REQUIRED TASK ▸ Please list every line of the rows below that contains the word "rose", copying each line in full.

====

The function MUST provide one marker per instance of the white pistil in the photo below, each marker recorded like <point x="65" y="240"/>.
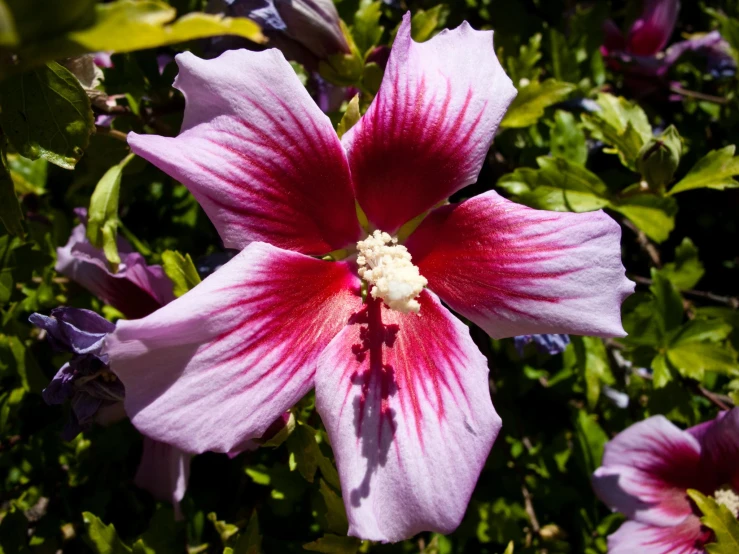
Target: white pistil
<point x="387" y="267"/>
<point x="727" y="497"/>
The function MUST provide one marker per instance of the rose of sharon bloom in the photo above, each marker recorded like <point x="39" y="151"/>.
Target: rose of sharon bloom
<point x="641" y="53"/>
<point x="547" y="344"/>
<point x="137" y="289"/>
<point x="96" y="395"/>
<point x="646" y="472"/>
<point x="400" y="386"/>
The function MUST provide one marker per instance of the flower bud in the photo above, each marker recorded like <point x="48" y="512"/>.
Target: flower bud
<point x="659" y="157"/>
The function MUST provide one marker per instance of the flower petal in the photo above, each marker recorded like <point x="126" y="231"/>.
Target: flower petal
<point x="634" y="537"/>
<point x="163" y="471"/>
<point x="258" y="154"/>
<point x="518" y="271"/>
<point x="646" y="471"/>
<point x="136" y="290"/>
<point x="649" y="34"/>
<point x="217" y="366"/>
<point x="720" y="452"/>
<point x="406" y="403"/>
<point x="429" y="128"/>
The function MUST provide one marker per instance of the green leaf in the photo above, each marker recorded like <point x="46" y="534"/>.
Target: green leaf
<point x="10" y="209"/>
<point x="307" y="458"/>
<point x="558" y="185"/>
<point x="367" y="30"/>
<point x="661" y="371"/>
<point x="335" y="512"/>
<point x="591" y="440"/>
<point x="593" y="362"/>
<point x="425" y="22"/>
<point x="524" y="66"/>
<point x="103" y="222"/>
<point x="129" y="25"/>
<point x="564" y="60"/>
<point x="28" y="176"/>
<point x="658" y="159"/>
<point x="14" y="532"/>
<point x="668" y="303"/>
<point x="567" y="139"/>
<point x="101" y="538"/>
<point x="350" y="117"/>
<point x="8" y="33"/>
<point x="655" y="215"/>
<point x="693" y="359"/>
<point x="532" y="99"/>
<point x="46" y="113"/>
<point x="180" y="270"/>
<point x="714" y="171"/>
<point x="334" y="544"/>
<point x="250" y="540"/>
<point x="687" y="269"/>
<point x="698" y="330"/>
<point x="620" y="124"/>
<point x="720" y="519"/>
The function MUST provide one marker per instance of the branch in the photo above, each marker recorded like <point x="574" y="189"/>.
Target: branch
<point x="112" y="133"/>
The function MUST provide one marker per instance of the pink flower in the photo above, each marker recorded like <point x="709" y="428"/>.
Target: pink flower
<point x="641" y="54"/>
<point x="137" y="289"/>
<point x="649" y="34"/>
<point x="401" y="388"/>
<point x="646" y="472"/>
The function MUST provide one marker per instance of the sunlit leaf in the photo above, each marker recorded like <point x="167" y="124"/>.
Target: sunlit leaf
<point x="46" y="114"/>
<point x="532" y="99"/>
<point x="719" y="519"/>
<point x="714" y="171"/>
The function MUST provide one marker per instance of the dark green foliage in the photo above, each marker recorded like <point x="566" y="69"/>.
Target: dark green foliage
<point x="663" y="167"/>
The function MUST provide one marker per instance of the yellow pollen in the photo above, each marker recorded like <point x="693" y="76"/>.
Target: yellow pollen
<point x="727" y="497"/>
<point x="387" y="267"/>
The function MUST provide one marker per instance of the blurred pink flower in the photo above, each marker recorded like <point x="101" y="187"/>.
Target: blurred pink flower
<point x="642" y="54"/>
<point x="136" y="289"/>
<point x="401" y="388"/>
<point x="646" y="472"/>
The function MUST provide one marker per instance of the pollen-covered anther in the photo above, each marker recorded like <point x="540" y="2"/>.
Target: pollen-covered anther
<point x="728" y="497"/>
<point x="387" y="267"/>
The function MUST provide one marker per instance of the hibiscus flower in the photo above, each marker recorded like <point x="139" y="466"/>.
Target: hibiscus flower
<point x="333" y="284"/>
<point x="646" y="472"/>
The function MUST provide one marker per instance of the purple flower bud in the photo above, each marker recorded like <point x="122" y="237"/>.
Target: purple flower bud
<point x="305" y="30"/>
<point x="649" y="34"/>
<point x="137" y="289"/>
<point x="546" y="344"/>
<point x="85" y="380"/>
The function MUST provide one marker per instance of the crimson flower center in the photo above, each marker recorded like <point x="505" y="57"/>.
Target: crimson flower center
<point x="387" y="268"/>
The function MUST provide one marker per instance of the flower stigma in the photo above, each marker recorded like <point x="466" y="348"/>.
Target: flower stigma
<point x="386" y="266"/>
<point x="727" y="497"/>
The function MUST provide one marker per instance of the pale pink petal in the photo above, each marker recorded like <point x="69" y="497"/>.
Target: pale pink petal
<point x="214" y="368"/>
<point x="258" y="154"/>
<point x="720" y="452"/>
<point x="163" y="471"/>
<point x="515" y="271"/>
<point x="640" y="538"/>
<point x="137" y="289"/>
<point x="649" y="34"/>
<point x="406" y="403"/>
<point x="429" y="128"/>
<point x="647" y="470"/>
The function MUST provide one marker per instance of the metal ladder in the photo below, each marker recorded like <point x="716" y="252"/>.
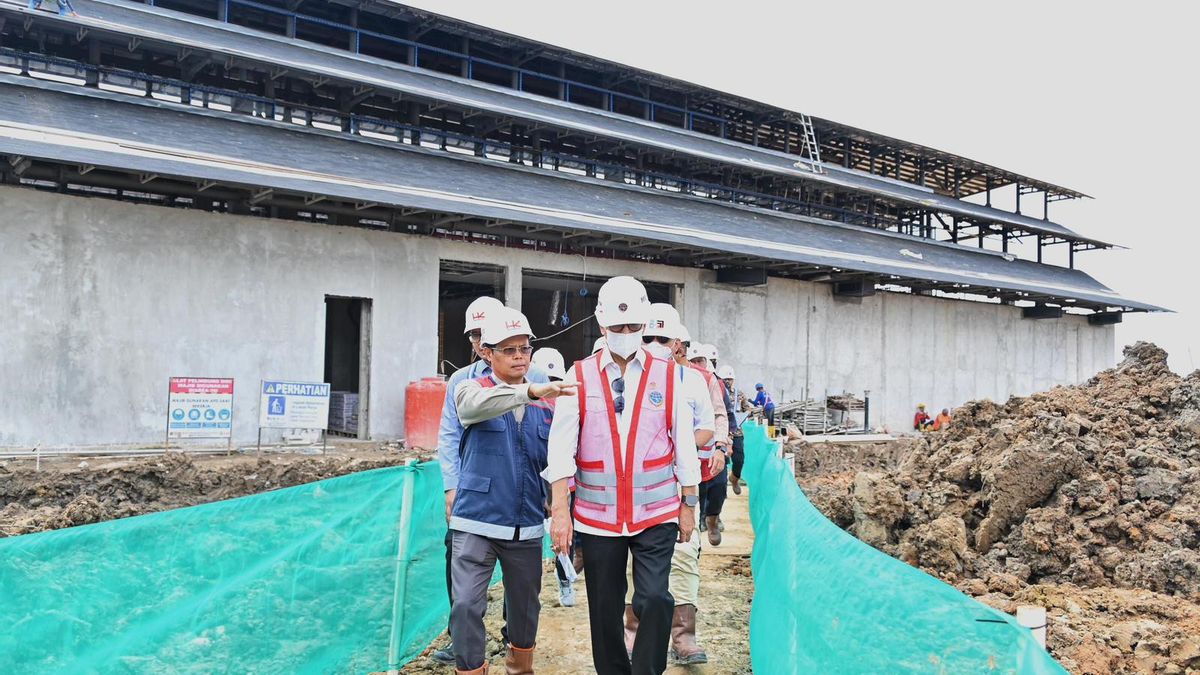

====

FINISHED TASK ▸
The function MUST provide one marker per instance of the rose of sharon bloom in the photo above, each marker recorded like <point x="39" y="151"/>.
Target: rose of sharon bloom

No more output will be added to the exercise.